[Task objective]:
Rewrite the lines below, replacing every "Drop a pin on" with "Place a marker on" and changing nothing else. Leave the pictures out of your answer.

[Image object location entries]

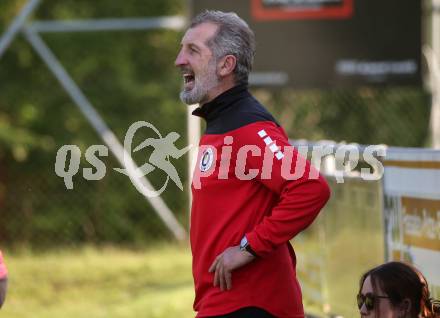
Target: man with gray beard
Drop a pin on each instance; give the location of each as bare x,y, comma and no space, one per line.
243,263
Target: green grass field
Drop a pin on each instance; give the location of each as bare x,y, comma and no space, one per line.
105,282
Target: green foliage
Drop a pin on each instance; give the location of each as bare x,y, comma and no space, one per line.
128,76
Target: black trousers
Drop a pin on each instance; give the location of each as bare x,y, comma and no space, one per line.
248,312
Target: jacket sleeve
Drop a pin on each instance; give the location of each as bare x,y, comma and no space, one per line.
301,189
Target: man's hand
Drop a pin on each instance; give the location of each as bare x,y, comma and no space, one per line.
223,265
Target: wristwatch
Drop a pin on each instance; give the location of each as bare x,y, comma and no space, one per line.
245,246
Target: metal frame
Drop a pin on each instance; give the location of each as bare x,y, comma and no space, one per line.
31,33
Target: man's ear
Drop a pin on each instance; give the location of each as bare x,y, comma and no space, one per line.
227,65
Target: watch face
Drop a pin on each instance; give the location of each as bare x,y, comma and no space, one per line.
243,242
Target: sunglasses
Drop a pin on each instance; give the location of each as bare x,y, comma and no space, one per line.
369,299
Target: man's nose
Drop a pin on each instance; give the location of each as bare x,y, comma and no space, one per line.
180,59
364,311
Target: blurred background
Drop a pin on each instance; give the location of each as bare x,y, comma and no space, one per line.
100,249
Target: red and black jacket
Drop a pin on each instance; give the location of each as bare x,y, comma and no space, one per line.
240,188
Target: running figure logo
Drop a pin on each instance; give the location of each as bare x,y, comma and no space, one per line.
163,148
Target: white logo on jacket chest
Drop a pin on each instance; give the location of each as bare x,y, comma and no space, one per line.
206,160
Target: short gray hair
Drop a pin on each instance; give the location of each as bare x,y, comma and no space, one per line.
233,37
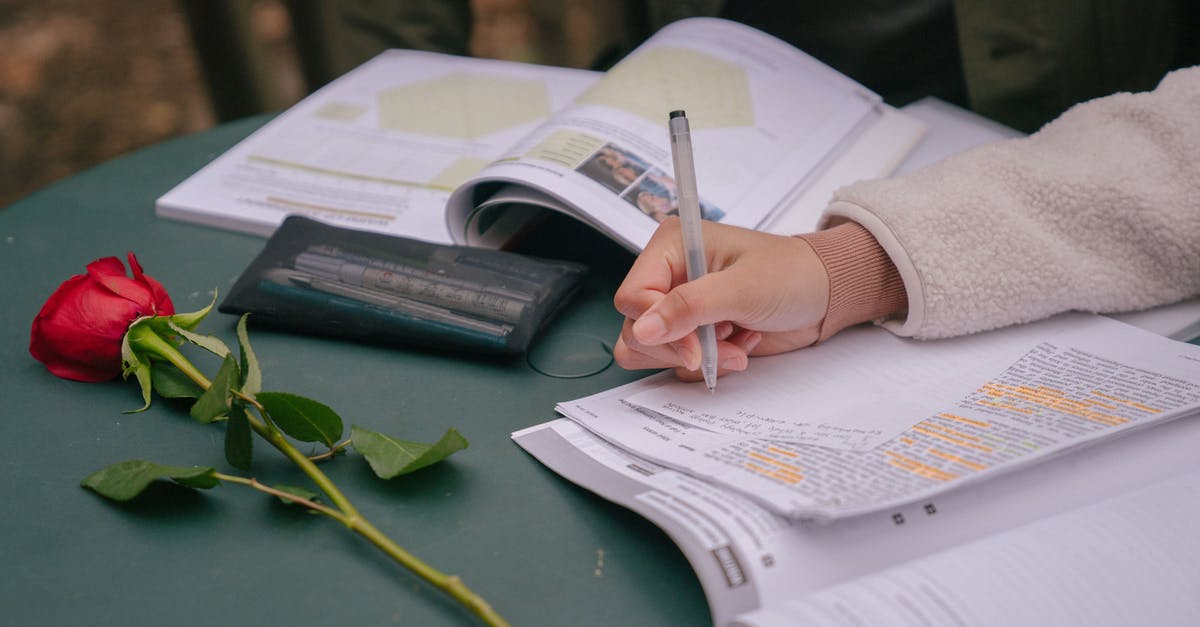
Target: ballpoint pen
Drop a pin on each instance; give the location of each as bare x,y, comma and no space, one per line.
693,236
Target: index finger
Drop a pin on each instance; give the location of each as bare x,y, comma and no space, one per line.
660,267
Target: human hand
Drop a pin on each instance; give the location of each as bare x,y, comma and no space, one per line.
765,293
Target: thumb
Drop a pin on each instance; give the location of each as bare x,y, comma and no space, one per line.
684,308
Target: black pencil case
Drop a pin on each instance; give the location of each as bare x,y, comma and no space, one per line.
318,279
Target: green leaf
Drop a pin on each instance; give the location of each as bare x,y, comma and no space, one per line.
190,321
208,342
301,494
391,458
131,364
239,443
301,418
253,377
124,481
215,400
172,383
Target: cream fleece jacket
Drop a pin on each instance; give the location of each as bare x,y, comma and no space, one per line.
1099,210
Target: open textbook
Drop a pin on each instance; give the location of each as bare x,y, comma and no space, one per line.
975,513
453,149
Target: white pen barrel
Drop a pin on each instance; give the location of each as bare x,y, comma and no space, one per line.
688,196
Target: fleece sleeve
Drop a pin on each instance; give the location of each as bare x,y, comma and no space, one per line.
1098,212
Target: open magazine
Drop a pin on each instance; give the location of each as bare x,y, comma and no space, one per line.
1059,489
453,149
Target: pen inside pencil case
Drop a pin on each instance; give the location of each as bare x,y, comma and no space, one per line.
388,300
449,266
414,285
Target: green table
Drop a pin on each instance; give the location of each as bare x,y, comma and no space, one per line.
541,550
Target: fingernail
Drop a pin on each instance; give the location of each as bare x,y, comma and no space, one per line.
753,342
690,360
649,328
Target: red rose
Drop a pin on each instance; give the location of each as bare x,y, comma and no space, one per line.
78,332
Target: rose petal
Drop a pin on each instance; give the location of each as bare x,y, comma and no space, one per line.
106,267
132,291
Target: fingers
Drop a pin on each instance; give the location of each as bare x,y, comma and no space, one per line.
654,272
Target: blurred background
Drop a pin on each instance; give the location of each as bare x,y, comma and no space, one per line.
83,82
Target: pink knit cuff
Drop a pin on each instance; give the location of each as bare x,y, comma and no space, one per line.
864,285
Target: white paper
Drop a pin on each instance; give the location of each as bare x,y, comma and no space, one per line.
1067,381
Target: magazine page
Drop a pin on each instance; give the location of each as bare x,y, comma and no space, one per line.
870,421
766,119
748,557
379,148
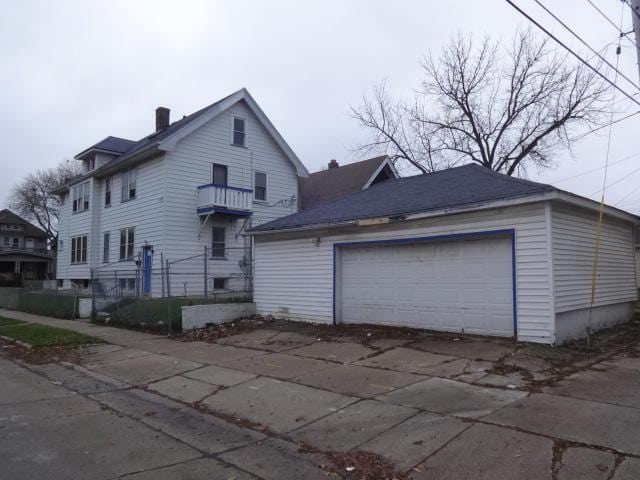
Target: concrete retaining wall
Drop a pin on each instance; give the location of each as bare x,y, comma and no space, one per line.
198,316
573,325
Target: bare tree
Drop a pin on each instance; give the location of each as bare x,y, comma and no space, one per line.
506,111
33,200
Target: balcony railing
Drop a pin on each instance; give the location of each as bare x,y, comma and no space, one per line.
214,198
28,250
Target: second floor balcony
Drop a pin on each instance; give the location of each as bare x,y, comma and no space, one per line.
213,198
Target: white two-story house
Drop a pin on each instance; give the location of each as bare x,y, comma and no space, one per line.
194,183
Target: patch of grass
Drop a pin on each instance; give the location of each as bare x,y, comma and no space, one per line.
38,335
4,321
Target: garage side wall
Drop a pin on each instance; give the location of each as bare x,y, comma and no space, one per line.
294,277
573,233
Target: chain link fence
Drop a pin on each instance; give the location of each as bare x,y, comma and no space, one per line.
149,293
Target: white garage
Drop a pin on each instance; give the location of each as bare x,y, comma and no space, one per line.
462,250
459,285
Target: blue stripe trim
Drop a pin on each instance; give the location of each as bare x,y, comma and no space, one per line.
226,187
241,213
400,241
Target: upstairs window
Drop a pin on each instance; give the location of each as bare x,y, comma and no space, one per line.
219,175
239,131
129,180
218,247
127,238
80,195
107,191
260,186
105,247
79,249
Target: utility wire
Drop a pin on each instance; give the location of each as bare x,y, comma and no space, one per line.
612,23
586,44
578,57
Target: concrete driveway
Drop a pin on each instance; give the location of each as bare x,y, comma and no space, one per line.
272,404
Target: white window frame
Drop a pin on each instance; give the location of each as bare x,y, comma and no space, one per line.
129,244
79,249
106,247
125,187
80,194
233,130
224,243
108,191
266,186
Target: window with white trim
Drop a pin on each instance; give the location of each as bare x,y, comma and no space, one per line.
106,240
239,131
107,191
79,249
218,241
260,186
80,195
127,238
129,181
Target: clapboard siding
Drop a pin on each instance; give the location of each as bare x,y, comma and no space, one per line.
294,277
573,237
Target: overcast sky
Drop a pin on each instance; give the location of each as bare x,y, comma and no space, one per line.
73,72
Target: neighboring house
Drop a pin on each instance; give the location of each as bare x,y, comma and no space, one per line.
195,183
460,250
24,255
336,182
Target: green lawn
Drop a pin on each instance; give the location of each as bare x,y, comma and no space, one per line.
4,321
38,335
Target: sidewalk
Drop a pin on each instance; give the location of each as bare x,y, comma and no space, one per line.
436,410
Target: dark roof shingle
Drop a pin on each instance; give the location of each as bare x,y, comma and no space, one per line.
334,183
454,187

[Answer for this exercise]:
Target: man with gray beard
Place a marker on each instance; give the location of each as bare x,y, comma and no space, one per line.
243,263
Target: green grass field
Place a marker on each instance; give the location of each as bare x,y, comma and no space, one per line.
105,282
Target: green foliage
Place a marker on each instance; give the location of each as bare x,y, comma and no space, one per line.
128,76
Target: black trousers
Place a marker on each instance; give the location of each as bare x,y, comma and no space, one per line.
248,312
Target: jacket sleeve
Place a marker on each instance; give the location of each as bare x,y, comma and no space, one per line.
301,189
Target: man's hand
Place a marker on each instance; give the location of each as bare x,y, comma and no space, one per line.
223,265
Target: wristwatch
Place a marker on each instance; give the location of each as bare x,y, comma and no space, one per line.
245,246
Target: metal frame
Place a marker on each instance; give the location of each as bare x,y, comma and no space, one per line.
31,33
Target: man's ear
Place a marker on each instance; give the location of each as bare x,y, comma and no space, one per line.
227,65
Target: watch face
Place a marker on each instance; give the location of each as bare x,y, comma and no space, one per line.
243,242
Target: sunglasses
Place a marker on each instance; give the location of each as bare x,y, comma and no space, one per line.
369,299
Target: man's nose
Place a marker on each instance; give the location of each as bare x,y, comma and no space, one per line.
180,59
364,311
Target: blurred background
Place a marker on each instance; give the location of each as bare x,y, comma and no space, one per line.
100,249
Target: red and black jacket
Place a marker on each instance; give the location of each as bare x,y, comma and no space, one per line.
240,188
Target: running figure logo
Place a marker on each instance; give the location of each as bare x,y, comma and no space, one per line.
163,148
Target: white logo on jacket chest
Place a marker on each instance; give the location of each as bare x,y, comma and no space, one per line.
206,160
Target: short gray hair
Place a marker on each instance; give the location of each as bare x,y, comma and no space, one per line.
233,37
Target: ballpoint pen
Place a marker on each instance; give the location of each as bare x,y, comma and no space, one per line.
693,236
Target: index finger
Place a marker on each instance; give the location of each as bare x,y, comma and no space, one per line.
660,267
Target: human hand
Place a marker on each instance; give the location of each as bare x,y, comma and no space, one per line.
765,293
Target: thumb
Place a marker on each instance; give the location of each as bare x,y, comma and no space, one per line.
684,308
Target: black pencil case
Place a marker on each instance; give the location of each as bare x,y, comma and no space, one per line.
318,279
Target: green leaf
Place a marker on each instance; give the location of each as bare x,y, comma and no space, one per line.
190,321
208,342
301,494
391,458
131,364
239,443
301,418
253,377
124,481
215,400
172,383
Target: cream fleece jacket
Place a marker on each instance; give the location of each as bare x,y, comma and no space, one per line.
1099,210
Target: open textbook
Place a marker on each instance; give the location of each as bare x,y, comma and no space, one per line.
975,513
453,149
Target: white pen barrel
Place a marker on each instance; give the location of each as bare x,y, comma and no space, one per line.
688,196
Target: fleece sleeve
Place a marker on each instance; give the location of each as bare x,y, comma and no space, one per line.
1098,212
Target: open magazine
Place a marker on each instance; give the location of each as bare x,y, comma and no space, one per line.
1059,489
453,149
Target: pen inside pencil case
Place a marker on each instance; give the location of each as bare x,y, comma and no space, one per line.
388,300
449,266
414,285
Target: green table
Place a marker on each instance; give the location of each as bare x,y, comma and no space, one per line.
541,550
Target: fingernail
Place a marker on each instance; give the location of each as bare x,y, comma and no space, one per line.
753,342
690,360
649,328
Target: red rose
Place a marker on each instance; give the location of each as bare x,y, comma and no space, one per line.
78,332
Target: rose petal
Place a marker on each instance; give the location of each as bare x,y, comma and no space, one per line.
106,267
132,291
Target: fingers
Place a marker on each instance; give the location of each as bare x,y, comma and no space, one per line.
654,272
Target: blurred background
Place a marker on each instance; give the location of each as bare x,y, comma and no space, one per line.
83,82
Target: pink knit cuff
Place a marker on each instance; give the location of each as bare x,y, comma and no space, one per line.
864,285
Target: white paper
Place a marker on each instance; give the location of each as bare x,y, comma and no space, one per line.
1067,381
Target: magazine page
Place a marker on each instance; give the location of each as bare x,y, comma and no space, one per line.
870,421
766,119
748,557
379,148
Target: concrete retaining wall
Place a marker on each instance; give the location of each as bare x,y, comma and no space, one per line.
198,316
573,325
Target: bare tree
Place a marker on each instance; give the location of each as bare x,y, comma and no space, one per line.
506,111
33,200
Target: balcony railing
Place a marker on each instance; give the location of each as bare x,y, comma and no space, one per line.
214,198
28,250
Target: second floor balcony
Place a marker on each instance; give the location of each as bare x,y, comma and no space, one per line.
213,198
Target: white two-story house
Place a marker on each instance; give the location of each as bare x,y, comma and no space, one per line.
194,183
Target: patch of grass
Place a marker on each instance; give the location of each as bare x,y, comma and no space, one per line.
38,335
4,321
Target: garage side wall
Place a marker on each instance; give the location of each as bare x,y, comma and no space, one per line.
294,277
573,233
Target: chain link fence
Place a marker on each instance; give the location of each as bare x,y, comma and no space, one per line.
149,293
Target: white garage
Place a marker on each instance; give the location of each as bare x,y, comma and no space, one per line.
462,250
459,285
Target: blue stripe trim
Place a marker on each instance; give the location of each as bare x,y, comma and no space, one per line.
226,187
241,213
400,241
Target: upstairs window
Place a marker on each instance; give the location of each as bare x,y, comma and no space, one per line.
219,175
239,131
129,180
218,247
127,238
80,195
107,191
260,186
105,247
79,249
Target: utility wire
Place a marker on each instance; give the location of each as bare x,y, comma and no space, one per line.
612,23
586,44
578,57
Target: concrete driveway
Place a marker on each instance; give the location of each as bare x,y, comma and no space, one per line.
272,404
Target: white window frame
Place a marker on each instance; give the location of each as bare x,y, comma and no space, one per line.
129,244
79,249
106,247
125,187
80,194
233,130
224,243
108,191
266,186
Target: window with white trim
Place a marker on each instance; give the location of each as bare x,y, comma and no space, one per line.
106,240
239,131
107,191
79,249
218,241
260,186
80,195
127,238
129,181
Target: clapboard siding
Place a marker on each instance; give the location of each as bare x,y, comma and no space, one per line.
294,277
573,237
Target: overcast sky
Place a marker on each instance; give the location of each as bare x,y, comma and no space, one per line.
73,72
Target: neighboring house
Place a marker on each instance; give the location of each as bare x,y, comma and no space, one per line.
195,183
460,250
24,255
336,182
Target: green lawn
Place a marker on each instance; give the location of each as bare x,y, comma and no space, one per line.
4,321
38,335
Target: sidewalk
Place a marker on each instance; give the location of each as bare x,y, comma and no space, one per line.
436,410
Target: dark roof shingle
Place a marker on each instance; give the location of each as bare x,y, comma and no space, one per line.
334,183
454,187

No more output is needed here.